Pick out every line below that contains the word "statue". Case counts.

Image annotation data
● ● ● ● ● ● ●
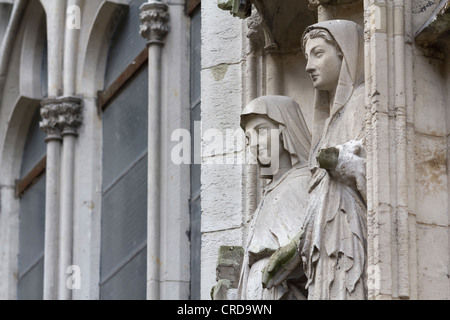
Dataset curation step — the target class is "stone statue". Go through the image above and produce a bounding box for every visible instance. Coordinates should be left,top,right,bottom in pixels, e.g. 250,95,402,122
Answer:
238,96,311,300
263,20,367,299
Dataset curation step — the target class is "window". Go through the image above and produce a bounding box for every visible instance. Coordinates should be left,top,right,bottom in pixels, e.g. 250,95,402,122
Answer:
99,0,148,300
17,108,46,300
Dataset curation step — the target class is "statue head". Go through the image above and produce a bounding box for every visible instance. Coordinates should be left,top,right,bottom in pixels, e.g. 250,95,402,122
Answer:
303,28,343,92
302,20,364,97
241,96,311,178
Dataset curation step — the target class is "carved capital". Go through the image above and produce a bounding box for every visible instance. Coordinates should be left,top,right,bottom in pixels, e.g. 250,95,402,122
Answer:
140,1,170,45
40,97,82,140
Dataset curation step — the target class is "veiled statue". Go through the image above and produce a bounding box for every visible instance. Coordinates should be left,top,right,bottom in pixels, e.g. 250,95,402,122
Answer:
263,20,367,299
238,96,311,300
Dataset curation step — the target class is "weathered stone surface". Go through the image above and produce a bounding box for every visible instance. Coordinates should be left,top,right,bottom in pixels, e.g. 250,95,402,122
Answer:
216,246,244,288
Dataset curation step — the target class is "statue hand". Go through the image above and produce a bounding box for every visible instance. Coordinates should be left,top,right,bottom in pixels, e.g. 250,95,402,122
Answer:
● ● ● ● ● ● ●
• **Answer for this exercise**
Dataset curation step — the target class is "stone statue". Go through the image above and produce a bounding box for every visible instance. Coordinates should be left,top,right,bottom in pixels, e.g. 250,95,402,122
Dataset curation step — the target class is "statue head". Go through the image above and produce a bounding box for every visible instance. Coordinates should be left,top,right,bottom in pixels, e.g. 250,95,402,122
Dataset curation step — the target class is "veiled statue". Go through the image above and produce a bounding box for every visible instance. Coordinates should be left,top,right,bottom in pixels, e.g. 250,95,402,122
Dataset curation step — the target class is "statue hand". Go through the image above and produce a bounding box for every visible instance. Coordinates should be left,top,right,bottom in pixels, e.g. 250,95,402,122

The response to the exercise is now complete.